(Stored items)
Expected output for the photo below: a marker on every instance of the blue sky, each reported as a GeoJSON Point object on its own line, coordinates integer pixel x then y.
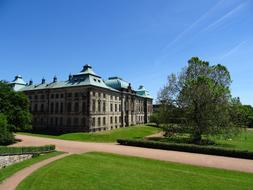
{"type": "Point", "coordinates": [142, 41]}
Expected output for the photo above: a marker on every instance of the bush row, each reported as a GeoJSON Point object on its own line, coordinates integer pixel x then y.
{"type": "Point", "coordinates": [188, 148]}
{"type": "Point", "coordinates": [26, 150]}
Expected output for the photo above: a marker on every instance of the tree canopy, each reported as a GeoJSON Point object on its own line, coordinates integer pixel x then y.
{"type": "Point", "coordinates": [14, 109]}
{"type": "Point", "coordinates": [199, 100]}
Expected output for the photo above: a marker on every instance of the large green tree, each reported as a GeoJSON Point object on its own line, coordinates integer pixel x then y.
{"type": "Point", "coordinates": [15, 106]}
{"type": "Point", "coordinates": [199, 100]}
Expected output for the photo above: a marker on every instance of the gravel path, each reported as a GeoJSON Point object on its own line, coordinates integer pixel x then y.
{"type": "Point", "coordinates": [75, 147]}
{"type": "Point", "coordinates": [12, 182]}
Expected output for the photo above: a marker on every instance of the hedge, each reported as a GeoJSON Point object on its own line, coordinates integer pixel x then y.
{"type": "Point", "coordinates": [4, 150]}
{"type": "Point", "coordinates": [188, 148]}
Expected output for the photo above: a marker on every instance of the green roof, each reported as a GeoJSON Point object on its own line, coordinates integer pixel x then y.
{"type": "Point", "coordinates": [86, 77]}
{"type": "Point", "coordinates": [143, 92]}
{"type": "Point", "coordinates": [117, 83]}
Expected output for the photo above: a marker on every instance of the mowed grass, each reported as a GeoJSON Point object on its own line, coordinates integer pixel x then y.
{"type": "Point", "coordinates": [102, 171]}
{"type": "Point", "coordinates": [135, 132]}
{"type": "Point", "coordinates": [244, 141]}
{"type": "Point", "coordinates": [10, 170]}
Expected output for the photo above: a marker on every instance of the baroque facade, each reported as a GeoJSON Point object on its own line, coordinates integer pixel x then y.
{"type": "Point", "coordinates": [85, 102]}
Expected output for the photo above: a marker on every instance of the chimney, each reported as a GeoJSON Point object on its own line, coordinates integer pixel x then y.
{"type": "Point", "coordinates": [55, 79]}
{"type": "Point", "coordinates": [43, 81]}
{"type": "Point", "coordinates": [31, 82]}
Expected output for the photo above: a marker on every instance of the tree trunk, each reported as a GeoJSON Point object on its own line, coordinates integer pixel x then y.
{"type": "Point", "coordinates": [196, 137]}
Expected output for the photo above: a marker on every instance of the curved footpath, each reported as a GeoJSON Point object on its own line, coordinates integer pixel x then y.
{"type": "Point", "coordinates": [75, 147]}
{"type": "Point", "coordinates": [12, 182]}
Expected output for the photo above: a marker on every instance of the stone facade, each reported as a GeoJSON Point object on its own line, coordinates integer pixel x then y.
{"type": "Point", "coordinates": [13, 159]}
{"type": "Point", "coordinates": [87, 103]}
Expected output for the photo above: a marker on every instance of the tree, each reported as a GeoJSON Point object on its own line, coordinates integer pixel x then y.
{"type": "Point", "coordinates": [15, 106]}
{"type": "Point", "coordinates": [202, 98]}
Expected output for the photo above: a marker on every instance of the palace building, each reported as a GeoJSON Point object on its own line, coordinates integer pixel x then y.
{"type": "Point", "coordinates": [85, 102]}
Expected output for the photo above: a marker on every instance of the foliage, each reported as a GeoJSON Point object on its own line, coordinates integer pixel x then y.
{"type": "Point", "coordinates": [6, 137]}
{"type": "Point", "coordinates": [26, 150]}
{"type": "Point", "coordinates": [101, 171]}
{"type": "Point", "coordinates": [188, 148]}
{"type": "Point", "coordinates": [15, 106]}
{"type": "Point", "coordinates": [155, 118]}
{"type": "Point", "coordinates": [198, 100]}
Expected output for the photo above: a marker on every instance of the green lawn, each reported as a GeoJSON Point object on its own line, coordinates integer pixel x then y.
{"type": "Point", "coordinates": [101, 171]}
{"type": "Point", "coordinates": [10, 170]}
{"type": "Point", "coordinates": [244, 141]}
{"type": "Point", "coordinates": [139, 131]}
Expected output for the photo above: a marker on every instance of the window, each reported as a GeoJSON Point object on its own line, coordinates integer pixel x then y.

### HOW TO COMPLETE THIS TASK
Above are records with pictures; repeat the records exactly and leave the pictures out.

### SOLUTION TO THE EXERCISE
Expected output for the photo below: a marker on every instance of the blue sky, each reported as a GeoJSON Point object on its own line, coordinates integer pixel x then y.
{"type": "Point", "coordinates": [142, 41]}
Expected output for the photo above: a marker on every instance of the bush row, each reported as a GeoJSON Point object on its own line, coordinates integer pixel x then y.
{"type": "Point", "coordinates": [188, 148]}
{"type": "Point", "coordinates": [26, 150]}
Expected output for the photo above: a marker on every instance of the tree canopy, each reported as a GeoJSON Point object on its own line, coordinates integer pixel x then y.
{"type": "Point", "coordinates": [14, 109]}
{"type": "Point", "coordinates": [199, 100]}
Expected output for the photo above: a marker on every instance of the large green tree, each reported as a GeoJSON Point object on its own line, coordinates integer pixel x then y.
{"type": "Point", "coordinates": [15, 106]}
{"type": "Point", "coordinates": [199, 100]}
Expected output for the photo above: a marker on every instance of the gravel path, each reported as a GeoJSON Point object on its own line, coordinates integer pixel x then y.
{"type": "Point", "coordinates": [75, 147]}
{"type": "Point", "coordinates": [12, 182]}
Expected output for the photo above: a marker on every instance of the hedge, each reported as a GeoJSON Point object on its own line, coordinates integer pixel x then y.
{"type": "Point", "coordinates": [4, 150]}
{"type": "Point", "coordinates": [188, 148]}
Expected output for the photo above: a marker on every instance of the green roof, each reported as a GeoJSON Point object on its own line, coordinates integer pixel x then y.
{"type": "Point", "coordinates": [86, 77]}
{"type": "Point", "coordinates": [143, 92]}
{"type": "Point", "coordinates": [117, 83]}
Expected output for the photo above: a marker on every instance of the mowed grass, each reported as a GeoJSON Point object on its own line, coordinates integer pixel x then y.
{"type": "Point", "coordinates": [102, 171]}
{"type": "Point", "coordinates": [135, 132]}
{"type": "Point", "coordinates": [244, 141]}
{"type": "Point", "coordinates": [10, 170]}
Expected output for the photo above: a marker on every instance of the baroque facade, each reported as a GeoJSON Point object on its own line, coordinates integer pixel x then y.
{"type": "Point", "coordinates": [85, 102]}
Expected output for the photo above: a marker on every instance of the chimney, each reported as a GeoJSON Point object on its own line, coordinates integer pixel x then y.
{"type": "Point", "coordinates": [55, 79]}
{"type": "Point", "coordinates": [43, 81]}
{"type": "Point", "coordinates": [31, 82]}
Expected output for the photo above: a marker on every instance of the tree trunk, each reported as a GeoJSON Point object on its own line, coordinates integer pixel x then y.
{"type": "Point", "coordinates": [196, 137]}
Expected output for the photo above: a marker on every instance of the curved footpath, each reported as a GeoJSON Point object on its own line, coordinates integer pixel x then y.
{"type": "Point", "coordinates": [75, 147]}
{"type": "Point", "coordinates": [12, 182]}
Expected output for the photo above: a marker on every instance of the stone facade, each reported as a GeoJSON Point object on its own line, coordinates integer pixel x then y.
{"type": "Point", "coordinates": [13, 159]}
{"type": "Point", "coordinates": [87, 103]}
Expected output for the photo above: a marker on every instance of the tree, each reported as a GeoJSON Point object on its own line, coordinates integer pixel x then y.
{"type": "Point", "coordinates": [15, 106]}
{"type": "Point", "coordinates": [202, 98]}
Expected output for the photo above: a marker on every instance of the palace building, each reported as a GeoJSON Point object on its own line, coordinates integer pixel x then y.
{"type": "Point", "coordinates": [85, 102]}
Expected output for the photo above: a marker on every instance of the foliage, each reported as a GeoJSON Point object on its own line, coordinates integer pixel x then y.
{"type": "Point", "coordinates": [6, 137]}
{"type": "Point", "coordinates": [26, 150]}
{"type": "Point", "coordinates": [101, 171]}
{"type": "Point", "coordinates": [188, 148]}
{"type": "Point", "coordinates": [15, 106]}
{"type": "Point", "coordinates": [155, 118]}
{"type": "Point", "coordinates": [198, 100]}
Expected output for the photo above: a marker on every instance of the green lawn, each reported as a GeoJSON Point object on its own line, coordinates integer pixel x then y.
{"type": "Point", "coordinates": [101, 171]}
{"type": "Point", "coordinates": [10, 170]}
{"type": "Point", "coordinates": [244, 141]}
{"type": "Point", "coordinates": [139, 131]}
Expected output for the photo above: a marker on every instance of the window, each reported as a GeoJSON Point object on its own line, coordinates integer pixel x then y.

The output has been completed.